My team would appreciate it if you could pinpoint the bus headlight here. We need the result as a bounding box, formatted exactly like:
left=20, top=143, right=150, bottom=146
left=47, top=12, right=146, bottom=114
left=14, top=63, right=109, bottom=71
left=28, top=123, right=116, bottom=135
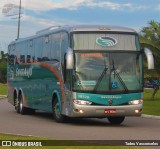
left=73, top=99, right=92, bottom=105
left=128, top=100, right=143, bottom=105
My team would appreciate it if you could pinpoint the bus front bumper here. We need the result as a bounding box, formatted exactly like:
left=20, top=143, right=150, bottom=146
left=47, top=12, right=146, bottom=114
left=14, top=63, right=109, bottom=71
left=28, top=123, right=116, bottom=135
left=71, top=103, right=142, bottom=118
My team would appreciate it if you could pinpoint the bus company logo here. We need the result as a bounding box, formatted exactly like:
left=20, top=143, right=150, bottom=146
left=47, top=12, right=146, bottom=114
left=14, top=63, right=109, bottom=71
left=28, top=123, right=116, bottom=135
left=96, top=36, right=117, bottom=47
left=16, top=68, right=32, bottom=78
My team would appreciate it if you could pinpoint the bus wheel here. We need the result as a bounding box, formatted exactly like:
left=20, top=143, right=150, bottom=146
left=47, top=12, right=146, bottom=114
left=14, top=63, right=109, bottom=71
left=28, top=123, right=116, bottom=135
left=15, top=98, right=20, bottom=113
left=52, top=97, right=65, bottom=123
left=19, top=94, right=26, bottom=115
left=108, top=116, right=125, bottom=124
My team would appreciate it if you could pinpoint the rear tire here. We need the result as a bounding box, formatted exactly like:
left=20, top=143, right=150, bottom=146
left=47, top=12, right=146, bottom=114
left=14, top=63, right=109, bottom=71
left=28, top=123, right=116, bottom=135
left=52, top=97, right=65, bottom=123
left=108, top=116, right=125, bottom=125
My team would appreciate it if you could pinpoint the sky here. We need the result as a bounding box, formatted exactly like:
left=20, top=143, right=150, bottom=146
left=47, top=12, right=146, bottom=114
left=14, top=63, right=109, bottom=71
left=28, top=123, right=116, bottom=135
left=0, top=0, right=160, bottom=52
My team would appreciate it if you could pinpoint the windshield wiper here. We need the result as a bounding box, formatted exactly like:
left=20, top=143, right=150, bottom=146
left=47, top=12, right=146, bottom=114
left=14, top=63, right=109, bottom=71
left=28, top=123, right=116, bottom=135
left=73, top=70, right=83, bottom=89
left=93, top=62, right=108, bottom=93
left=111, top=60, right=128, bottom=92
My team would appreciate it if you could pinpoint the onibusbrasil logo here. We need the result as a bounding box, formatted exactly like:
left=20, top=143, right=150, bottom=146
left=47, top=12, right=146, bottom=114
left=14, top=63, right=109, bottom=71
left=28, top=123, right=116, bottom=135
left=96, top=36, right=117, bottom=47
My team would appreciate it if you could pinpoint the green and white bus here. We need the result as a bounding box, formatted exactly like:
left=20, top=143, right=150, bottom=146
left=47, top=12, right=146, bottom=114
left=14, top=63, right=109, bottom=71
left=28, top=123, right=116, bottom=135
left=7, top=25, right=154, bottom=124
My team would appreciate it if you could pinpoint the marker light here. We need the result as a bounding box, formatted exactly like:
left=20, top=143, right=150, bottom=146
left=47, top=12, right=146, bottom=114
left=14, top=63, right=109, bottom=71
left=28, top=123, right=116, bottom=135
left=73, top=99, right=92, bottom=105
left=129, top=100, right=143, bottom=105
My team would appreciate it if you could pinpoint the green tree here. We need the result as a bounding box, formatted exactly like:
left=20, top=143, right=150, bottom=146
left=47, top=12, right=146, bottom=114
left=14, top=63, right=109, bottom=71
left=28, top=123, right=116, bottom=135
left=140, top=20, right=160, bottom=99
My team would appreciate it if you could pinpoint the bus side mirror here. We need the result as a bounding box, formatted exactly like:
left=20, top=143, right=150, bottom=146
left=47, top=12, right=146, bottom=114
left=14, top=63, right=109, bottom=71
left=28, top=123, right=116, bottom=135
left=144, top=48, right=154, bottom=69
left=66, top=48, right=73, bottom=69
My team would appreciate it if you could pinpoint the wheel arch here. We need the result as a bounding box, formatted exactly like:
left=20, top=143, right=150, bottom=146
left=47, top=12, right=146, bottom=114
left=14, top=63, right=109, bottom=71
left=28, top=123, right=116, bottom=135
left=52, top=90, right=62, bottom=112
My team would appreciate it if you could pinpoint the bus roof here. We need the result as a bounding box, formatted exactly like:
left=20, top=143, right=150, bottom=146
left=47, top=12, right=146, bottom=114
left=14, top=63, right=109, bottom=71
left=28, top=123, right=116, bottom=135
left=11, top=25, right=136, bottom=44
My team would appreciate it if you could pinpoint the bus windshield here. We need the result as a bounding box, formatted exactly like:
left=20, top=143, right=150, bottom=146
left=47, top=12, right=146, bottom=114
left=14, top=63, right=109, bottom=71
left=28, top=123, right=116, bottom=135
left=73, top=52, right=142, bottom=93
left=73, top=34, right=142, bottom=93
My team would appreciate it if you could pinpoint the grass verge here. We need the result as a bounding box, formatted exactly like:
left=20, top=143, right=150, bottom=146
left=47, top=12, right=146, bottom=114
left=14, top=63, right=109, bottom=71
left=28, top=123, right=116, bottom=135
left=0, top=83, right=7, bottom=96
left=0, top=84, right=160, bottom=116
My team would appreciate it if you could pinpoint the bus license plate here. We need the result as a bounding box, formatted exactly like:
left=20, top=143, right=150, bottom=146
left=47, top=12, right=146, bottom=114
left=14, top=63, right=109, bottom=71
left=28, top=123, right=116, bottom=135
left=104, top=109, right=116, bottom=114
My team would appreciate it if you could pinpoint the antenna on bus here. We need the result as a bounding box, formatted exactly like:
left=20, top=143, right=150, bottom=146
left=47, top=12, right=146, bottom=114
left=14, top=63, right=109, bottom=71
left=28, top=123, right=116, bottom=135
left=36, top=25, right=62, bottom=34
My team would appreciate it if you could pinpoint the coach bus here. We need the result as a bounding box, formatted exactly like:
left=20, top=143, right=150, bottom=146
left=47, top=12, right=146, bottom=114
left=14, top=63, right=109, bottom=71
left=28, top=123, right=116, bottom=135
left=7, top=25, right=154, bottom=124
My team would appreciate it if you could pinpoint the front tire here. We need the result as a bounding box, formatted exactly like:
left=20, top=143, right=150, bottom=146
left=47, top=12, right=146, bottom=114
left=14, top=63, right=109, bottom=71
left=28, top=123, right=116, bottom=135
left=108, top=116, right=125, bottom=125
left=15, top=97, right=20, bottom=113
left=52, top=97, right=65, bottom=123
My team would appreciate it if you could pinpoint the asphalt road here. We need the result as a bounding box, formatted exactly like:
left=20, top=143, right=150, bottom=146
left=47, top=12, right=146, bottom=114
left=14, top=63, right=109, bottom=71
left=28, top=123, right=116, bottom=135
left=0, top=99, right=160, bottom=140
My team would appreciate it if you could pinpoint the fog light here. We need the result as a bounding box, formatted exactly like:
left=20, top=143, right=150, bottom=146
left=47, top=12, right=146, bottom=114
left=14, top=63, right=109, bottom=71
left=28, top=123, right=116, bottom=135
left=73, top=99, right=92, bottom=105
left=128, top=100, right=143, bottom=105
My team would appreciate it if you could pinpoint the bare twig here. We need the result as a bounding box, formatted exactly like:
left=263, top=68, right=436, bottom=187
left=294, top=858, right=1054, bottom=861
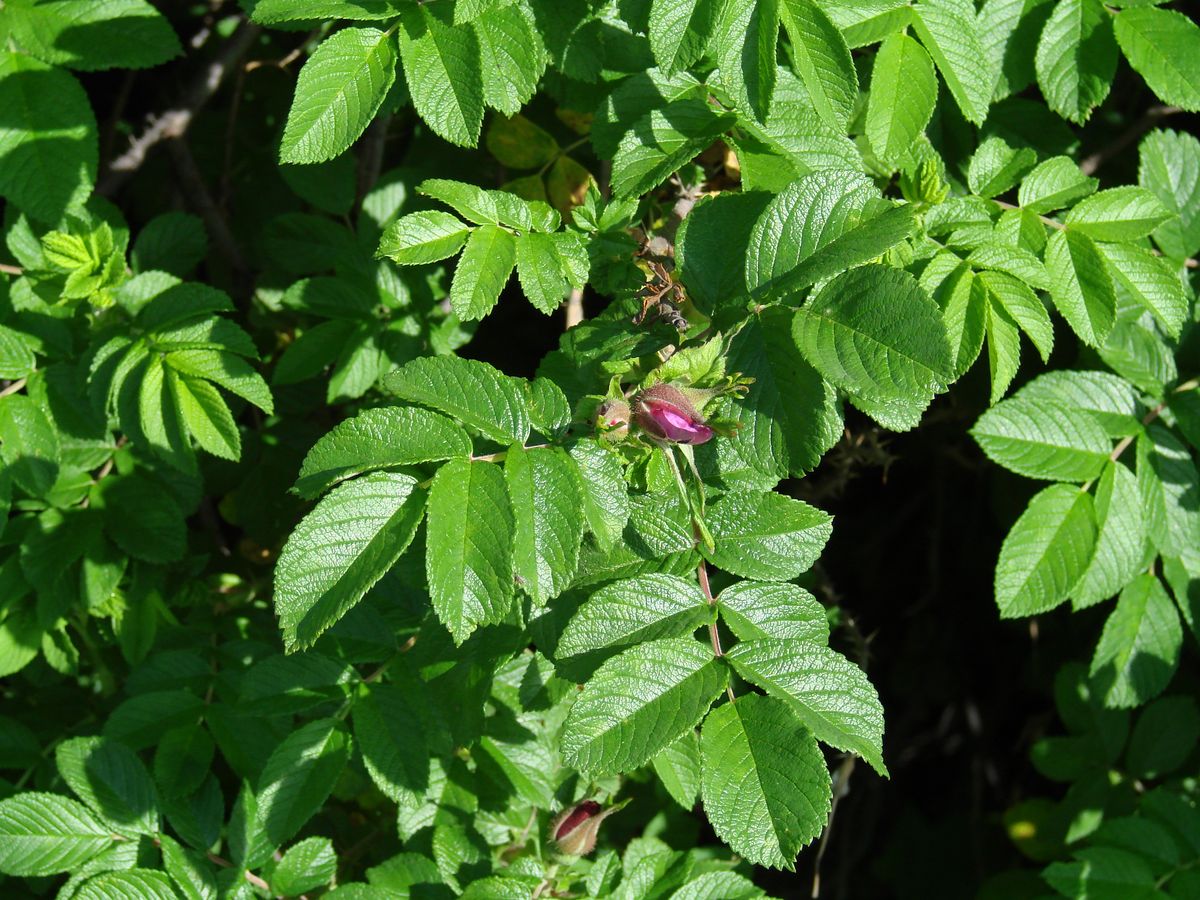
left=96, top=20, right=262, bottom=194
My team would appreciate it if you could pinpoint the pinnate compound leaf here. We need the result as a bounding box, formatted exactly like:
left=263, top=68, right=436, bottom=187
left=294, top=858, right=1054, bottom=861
= = = =
*TO DO:*
Please format all of the data above as a Markdown table with the columns "Row" and "Line," giving each line its row number and skipping blank lines. Keep the pictures out of the table.

*RESULT OF THE EXERCISE:*
| Row | Line |
|---|---|
| 1 | My team would appreciate it if you could pinpoint the bus headlight here. We need the result as a bounding box, formatted exactly like: |
| 2 | left=20, top=143, right=150, bottom=146 |
| 3 | left=47, top=12, right=146, bottom=114 |
| 4 | left=14, top=63, right=109, bottom=71 |
| 5 | left=28, top=123, right=116, bottom=135 |
| 6 | left=73, top=99, right=92, bottom=105 |
| 7 | left=128, top=100, right=143, bottom=105 |
| 8 | My team would appreciate it if you could pinpoint the bus front bumper here. We need the result as a bounding box, formatted exactly like: |
| 9 | left=20, top=143, right=150, bottom=146 |
| 10 | left=47, top=12, right=146, bottom=114 |
| 11 | left=14, top=63, right=109, bottom=71 |
| 12 | left=28, top=123, right=116, bottom=135 |
| 13 | left=71, top=103, right=142, bottom=118 |
| 14 | My team would appreciate it if you could pinpoint the bus company logo here. We need the result as a bounding box, formatted exactly like: |
| 15 | left=20, top=143, right=150, bottom=146 |
| 16 | left=47, top=12, right=146, bottom=114 |
| 17 | left=14, top=63, right=109, bottom=71 |
| 18 | left=28, top=123, right=116, bottom=135 |
| 19 | left=96, top=36, right=117, bottom=47 |
| 20 | left=16, top=68, right=32, bottom=78 |
| 21 | My team would appreciate it if you could pinpoint the bus wheel here. We need the result as a bounding box, formatted exactly like: |
| 22 | left=20, top=143, right=150, bottom=146 |
| 23 | left=47, top=12, right=146, bottom=114 |
| 24 | left=14, top=63, right=109, bottom=71 |
| 25 | left=28, top=123, right=116, bottom=135 |
| 26 | left=15, top=98, right=20, bottom=113 |
| 27 | left=52, top=97, right=65, bottom=123 |
| 28 | left=19, top=94, right=26, bottom=115 |
| 29 | left=108, top=116, right=125, bottom=124 |
| 30 | My team would appreciate it if you could pinpoint the rear tire here. We need the result as a bounding box, formatted exactly like: |
| 31 | left=20, top=143, right=150, bottom=146 |
| 32 | left=47, top=12, right=146, bottom=114 |
| 33 | left=14, top=63, right=109, bottom=71 |
| 34 | left=28, top=123, right=116, bottom=135 |
| 35 | left=52, top=97, right=65, bottom=123 |
| 36 | left=108, top=116, right=125, bottom=125 |
| 37 | My team would appreciate it if you could pinpoint the sky here. We need the result as a bounding box, formatted exactly like: |
| 38 | left=20, top=143, right=150, bottom=146 |
| 39 | left=47, top=12, right=146, bottom=114 |
| 40 | left=14, top=63, right=109, bottom=71 |
| 41 | left=28, top=123, right=116, bottom=135 |
| 42 | left=0, top=0, right=160, bottom=52 |
| 43 | My team would appreciate it if you could pinpoint the windshield wiper here. We need the result as a bounding box, formatted exactly like: |
| 44 | left=20, top=143, right=150, bottom=146 |
| 45 | left=47, top=12, right=146, bottom=114 |
| 46 | left=14, top=63, right=109, bottom=71 |
| 47 | left=28, top=123, right=116, bottom=135 |
| 48 | left=73, top=70, right=83, bottom=89 |
| 49 | left=93, top=62, right=108, bottom=93 |
| 50 | left=111, top=60, right=128, bottom=92 |
| 51 | My team would appreciate it if you could pinpoint the onibusbrasil logo here. We need the result as a bounding box, formatted exactly like: |
| 52 | left=20, top=143, right=150, bottom=146 |
| 53 | left=47, top=12, right=146, bottom=114 |
| 54 | left=14, top=63, right=109, bottom=71 |
| 55 | left=28, top=123, right=116, bottom=135 |
| 56 | left=96, top=36, right=117, bottom=47 |
| 57 | My team would appreciate it if you could pinpoint the green and white bus here. We need the result as a bounding box, formatted exactly like: |
| 58 | left=20, top=143, right=150, bottom=146 |
| 59 | left=47, top=12, right=146, bottom=114 |
| 60 | left=14, top=63, right=109, bottom=71 |
| 61 | left=28, top=123, right=116, bottom=135 |
| 62 | left=7, top=25, right=154, bottom=124 |
| 63 | My team would appreciate it if you could pinpoint the marker light here. We need the result as a bounding box, formatted exactly like: |
| 64 | left=20, top=143, right=150, bottom=146 |
| 65 | left=47, top=12, right=146, bottom=114 |
| 66 | left=14, top=63, right=109, bottom=71 |
| 67 | left=28, top=123, right=116, bottom=135 |
| 68 | left=73, top=99, right=92, bottom=105 |
| 69 | left=129, top=100, right=143, bottom=105 |
| 70 | My team would appreciate it if you could pinpoint the green tree here. We need the result as a bounding box, formatted exactly like: |
| 71 | left=20, top=143, right=150, bottom=146 |
| 72 | left=47, top=12, right=146, bottom=114 |
| 73 | left=14, top=63, right=109, bottom=71 |
| 74 | left=28, top=123, right=116, bottom=135 |
| 75 | left=140, top=20, right=160, bottom=99 |
| 76 | My team would appreciate it if you could pinpoint the bus side mirror here. We need the result as a bounding box, formatted exactly like: |
| 77 | left=20, top=143, right=150, bottom=146 |
| 78 | left=47, top=12, right=146, bottom=114 |
| 79 | left=14, top=63, right=109, bottom=71 |
| 80 | left=28, top=123, right=116, bottom=135 |
| 81 | left=144, top=48, right=154, bottom=69 |
| 82 | left=66, top=48, right=73, bottom=69 |
| 83 | My team would appreciate it if you could pinpoint the wheel arch here. We need the result as a bounding box, formatted exactly like: |
| 84 | left=20, top=143, right=150, bottom=146 |
| 85 | left=47, top=12, right=146, bottom=114 |
| 86 | left=14, top=63, right=109, bottom=71 |
| 87 | left=28, top=123, right=116, bottom=135 |
| 88 | left=52, top=90, right=62, bottom=112 |
| 89 | My team would appreciate it if you could pinpoint the bus roof here. We need the result as a bounding box, formatted exactly like: |
| 90 | left=20, top=143, right=150, bottom=146 |
| 91 | left=47, top=12, right=146, bottom=114 |
| 92 | left=14, top=63, right=109, bottom=71 |
| 93 | left=28, top=123, right=116, bottom=135 |
| 94 | left=11, top=25, right=136, bottom=44 |
| 95 | My team would appreciate it if you could pinpoint the bus windshield here. We need the result as a bounding box, formatted exactly like: |
| 96 | left=20, top=143, right=150, bottom=146 |
| 97 | left=47, top=12, right=146, bottom=114 |
| 98 | left=14, top=63, right=109, bottom=71 |
| 99 | left=28, top=123, right=116, bottom=135 |
| 100 | left=73, top=52, right=142, bottom=93 |
| 101 | left=73, top=34, right=142, bottom=93 |
| 102 | My team would appreciate it if you could pinpoint the grass verge here. We need the result as a bounding box, formatted exactly like: |
| 103 | left=20, top=143, right=150, bottom=146 |
| 104 | left=47, top=12, right=146, bottom=114 |
| 105 | left=14, top=63, right=109, bottom=71 |
| 106 | left=28, top=123, right=116, bottom=135 |
| 107 | left=0, top=83, right=7, bottom=96 |
| 108 | left=0, top=84, right=160, bottom=116 |
| 109 | My team would appreciate it if you could pinpoint the bus license plate here. We need the result as a bounding box, formatted exactly like: |
| 110 | left=20, top=143, right=150, bottom=146 |
| 111 | left=47, top=12, right=146, bottom=114 |
| 112 | left=14, top=63, right=109, bottom=71 |
| 113 | left=28, top=123, right=116, bottom=135 |
| 114 | left=104, top=109, right=116, bottom=114 |
| 115 | My team would appreciate it if you could pinpoint the antenna on bus here. We need the result as a bounding box, formatted exactly like: |
| 116 | left=20, top=143, right=150, bottom=146 |
| 117 | left=47, top=12, right=146, bottom=114 |
| 118 | left=14, top=63, right=109, bottom=71 |
| 119 | left=28, top=123, right=116, bottom=135 |
| 120 | left=36, top=25, right=62, bottom=34 |
| 121 | My team would appreciate it if you could pinpoint the coach bus here. We need the result as a bounding box, formatted exactly like: |
| 122 | left=20, top=143, right=150, bottom=146 |
| 123 | left=47, top=12, right=146, bottom=114 |
| 124 | left=14, top=63, right=109, bottom=71 |
| 125 | left=28, top=123, right=116, bottom=135 |
| 126 | left=7, top=25, right=154, bottom=124 |
| 127 | My team would appreciate it if you could pinpoint the front tire here. We need the result as a bounding box, formatted exactly like: |
| 128 | left=20, top=143, right=150, bottom=146 |
| 129 | left=47, top=12, right=146, bottom=114 |
| 130 | left=14, top=63, right=109, bottom=71 |
| 131 | left=28, top=123, right=116, bottom=135 |
| 132 | left=108, top=116, right=125, bottom=125 |
| 133 | left=15, top=97, right=20, bottom=113 |
| 134 | left=52, top=97, right=65, bottom=123 |
| 135 | My team would appreciate it if you could pinpoint the asphalt road here. We need the result as a bounding box, formatted exactly like: |
| 136 | left=20, top=143, right=150, bottom=146 |
| 137 | left=47, top=12, right=146, bottom=114 |
| 138 | left=14, top=63, right=109, bottom=71 |
| 139 | left=28, top=123, right=116, bottom=135 |
| 140 | left=0, top=99, right=160, bottom=140 |
| 141 | My team would appreciate it if you could pinpoint the fog light here. We need the result as a bounding box, formatted exactly like: |
| 142 | left=20, top=143, right=150, bottom=146 |
| 143 | left=47, top=12, right=146, bottom=114 |
| 144 | left=14, top=63, right=109, bottom=71 |
| 145 | left=28, top=123, right=116, bottom=135 |
| 146 | left=73, top=99, right=92, bottom=105 |
| 147 | left=128, top=100, right=143, bottom=105 |
| 148 | My team would appreciate it if you could pinpoint the bare twig here. We need the result as a bounding box, formatted exactly like: |
| 149 | left=263, top=68, right=436, bottom=187 |
| 150 | left=294, top=858, right=1054, bottom=861 |
| 151 | left=96, top=20, right=262, bottom=194 |
| 152 | My team would appreciate it if you could pinpoint the pinnate compound leaf here. We need the result as a bounding box, formatted exactly like: |
| 153 | left=263, top=68, right=436, bottom=187 |
| 154 | left=294, top=858, right=1054, bottom=861 |